WORK REQUEST –
Word for word, copy the records that follow.

Collected data –

*** Begin section ***

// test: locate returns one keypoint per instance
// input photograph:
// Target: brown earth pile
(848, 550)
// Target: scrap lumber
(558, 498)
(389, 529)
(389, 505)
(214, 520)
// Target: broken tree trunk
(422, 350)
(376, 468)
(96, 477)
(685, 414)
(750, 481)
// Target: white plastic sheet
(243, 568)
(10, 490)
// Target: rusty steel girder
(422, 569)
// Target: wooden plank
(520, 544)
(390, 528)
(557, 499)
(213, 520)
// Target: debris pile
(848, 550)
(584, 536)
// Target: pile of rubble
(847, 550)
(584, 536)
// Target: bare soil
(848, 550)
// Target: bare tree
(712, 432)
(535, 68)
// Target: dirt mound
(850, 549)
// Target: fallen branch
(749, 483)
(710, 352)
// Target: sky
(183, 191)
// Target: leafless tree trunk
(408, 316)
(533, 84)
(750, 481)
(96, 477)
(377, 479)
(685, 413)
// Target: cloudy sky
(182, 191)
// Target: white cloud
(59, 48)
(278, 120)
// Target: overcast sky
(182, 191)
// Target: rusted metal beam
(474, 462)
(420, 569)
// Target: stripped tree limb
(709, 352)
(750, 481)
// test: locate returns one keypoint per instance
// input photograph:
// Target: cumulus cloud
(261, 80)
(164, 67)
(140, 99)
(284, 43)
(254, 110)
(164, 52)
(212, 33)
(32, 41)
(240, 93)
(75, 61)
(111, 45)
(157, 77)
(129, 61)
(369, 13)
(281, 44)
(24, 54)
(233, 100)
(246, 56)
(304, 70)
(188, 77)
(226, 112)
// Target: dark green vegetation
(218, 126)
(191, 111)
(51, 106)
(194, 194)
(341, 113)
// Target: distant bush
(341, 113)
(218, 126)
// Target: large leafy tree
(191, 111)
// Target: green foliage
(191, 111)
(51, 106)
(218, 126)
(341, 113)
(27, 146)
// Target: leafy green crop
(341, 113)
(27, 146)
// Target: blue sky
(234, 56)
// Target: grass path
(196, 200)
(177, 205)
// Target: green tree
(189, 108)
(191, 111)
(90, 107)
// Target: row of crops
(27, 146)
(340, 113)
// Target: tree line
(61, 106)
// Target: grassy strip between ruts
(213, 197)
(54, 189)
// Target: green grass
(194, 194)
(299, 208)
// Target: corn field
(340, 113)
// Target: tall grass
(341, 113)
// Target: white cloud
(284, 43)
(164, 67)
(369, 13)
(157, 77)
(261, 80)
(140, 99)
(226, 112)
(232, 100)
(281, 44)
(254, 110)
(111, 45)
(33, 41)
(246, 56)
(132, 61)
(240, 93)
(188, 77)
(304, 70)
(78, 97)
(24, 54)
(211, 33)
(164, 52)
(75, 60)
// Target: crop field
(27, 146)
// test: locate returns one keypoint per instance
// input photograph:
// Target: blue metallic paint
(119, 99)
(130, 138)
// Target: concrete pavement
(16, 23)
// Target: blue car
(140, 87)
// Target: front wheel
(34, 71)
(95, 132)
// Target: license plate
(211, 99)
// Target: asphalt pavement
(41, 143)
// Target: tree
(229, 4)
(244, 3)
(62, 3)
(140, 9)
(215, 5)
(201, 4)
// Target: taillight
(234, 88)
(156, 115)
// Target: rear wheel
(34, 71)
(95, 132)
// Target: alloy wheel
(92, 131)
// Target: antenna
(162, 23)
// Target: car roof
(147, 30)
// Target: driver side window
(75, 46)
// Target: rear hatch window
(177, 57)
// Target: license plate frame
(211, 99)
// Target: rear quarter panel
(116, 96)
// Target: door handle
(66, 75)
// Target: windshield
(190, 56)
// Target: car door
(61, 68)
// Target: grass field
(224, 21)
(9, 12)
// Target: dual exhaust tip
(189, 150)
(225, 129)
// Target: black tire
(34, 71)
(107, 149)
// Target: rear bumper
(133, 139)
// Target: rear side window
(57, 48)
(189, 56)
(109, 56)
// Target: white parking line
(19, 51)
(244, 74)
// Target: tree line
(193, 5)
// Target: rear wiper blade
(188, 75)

*** End section ***

RESULT OF THE TASK –
// test: locate returns one keypoint per instance
// input photograph:
// Target: brown earth pile
(848, 550)
// Target: scrap lumber
(558, 498)
(389, 529)
(389, 505)
(214, 520)
// Target: broken tree trunk
(422, 350)
(376, 468)
(96, 477)
(685, 414)
(750, 481)
// Target: white plastic sheet
(243, 568)
(10, 490)
// Target: rusty steel girder
(422, 569)
// Target: wooden plank
(520, 544)
(390, 528)
(557, 499)
(213, 520)
// Target: debris pile
(848, 550)
(584, 536)
// Target: pile of rubble
(847, 550)
(584, 536)
// Target: bare soil
(848, 550)
// Target: bare tree
(712, 432)
(535, 68)
// Target: dirt mound
(850, 549)
// Target: fallen branch
(749, 483)
(710, 352)
// Target: sky
(183, 191)
// Target: leafless tree trunk
(408, 316)
(533, 84)
(750, 481)
(96, 477)
(377, 479)
(685, 413)
// Target: cloudy sky
(182, 191)
// Target: white cloud
(59, 48)
(278, 120)
// Target: overcast sky
(182, 191)
// Target: rusted metal beam
(474, 462)
(420, 569)
// Target: stripped tree limb
(709, 352)
(750, 481)
// test: locate returns one keypoint per instance
// input photograph:
// Target: cumulus cloud
(261, 80)
(164, 67)
(140, 99)
(284, 43)
(254, 110)
(164, 52)
(212, 33)
(32, 41)
(240, 93)
(75, 61)
(111, 45)
(157, 77)
(129, 61)
(369, 13)
(281, 44)
(24, 54)
(233, 100)
(246, 56)
(304, 70)
(188, 77)
(226, 112)
// Target: dark green vegetation
(218, 126)
(191, 111)
(51, 106)
(194, 194)
(341, 113)
// Target: distant bush
(341, 113)
(218, 126)
// Target: large leafy tree
(191, 111)
// Target: green foliage
(191, 111)
(51, 106)
(218, 126)
(341, 113)
(27, 146)
// Target: leafy green crop
(341, 113)
(27, 146)
// Target: blue sky
(234, 56)
// Target: grass path
(196, 200)
(177, 205)
// Target: green tree
(189, 108)
(191, 111)
(90, 107)
// Target: row of crops
(27, 146)
(340, 113)
// Target: tree line
(61, 106)
// Target: grassy strip between ruts
(213, 197)
(54, 189)
// Target: green grass
(194, 194)
(299, 208)
// Target: corn field
(340, 113)
// Target: tall grass
(341, 113)
// Target: white cloud
(284, 43)
(164, 67)
(369, 13)
(157, 77)
(261, 80)
(140, 99)
(226, 112)
(232, 100)
(281, 44)
(254, 110)
(111, 45)
(33, 41)
(246, 56)
(132, 61)
(240, 93)
(188, 77)
(304, 70)
(78, 97)
(24, 54)
(211, 33)
(164, 52)
(75, 60)
// Target: crop field
(27, 146)
// test: locate returns one keypoint per instance
// input photograph:
// Target: blue metallic paint
(119, 99)
(130, 138)
// Target: concrete pavement
(16, 23)
// Target: blue car
(140, 87)
// Target: front wheel
(34, 71)
(95, 132)
// Target: license plate
(211, 99)
// Target: asphalt pavement
(41, 143)
// Target: tree
(229, 4)
(244, 3)
(62, 3)
(140, 9)
(215, 5)
(201, 4)
// Target: taillight
(234, 88)
(156, 115)
// Target: rear wheel
(34, 71)
(95, 132)
// Target: alloy wheel
(92, 131)
// Target: antenna
(162, 23)
// Target: car roof
(147, 30)
// Target: driver side window
(75, 46)
// Target: rear hatch window
(177, 57)
// Target: license plate frame
(211, 99)
// Target: rear quarter panel
(116, 96)
// Target: door handle
(66, 75)
// Target: windshield
(190, 56)
// Target: car door
(61, 68)
// Target: grass field
(224, 21)
(9, 12)
// Target: dual exhaust tip
(189, 150)
(225, 129)
// Target: black tire
(34, 71)
(107, 149)
// Target: rear bumper
(133, 139)
// Target: rear side window
(57, 48)
(189, 56)
(109, 56)
// Target: white parking line
(19, 51)
(244, 74)
// Target: tree line
(193, 5)
// Target: rear wiper blade
(188, 75)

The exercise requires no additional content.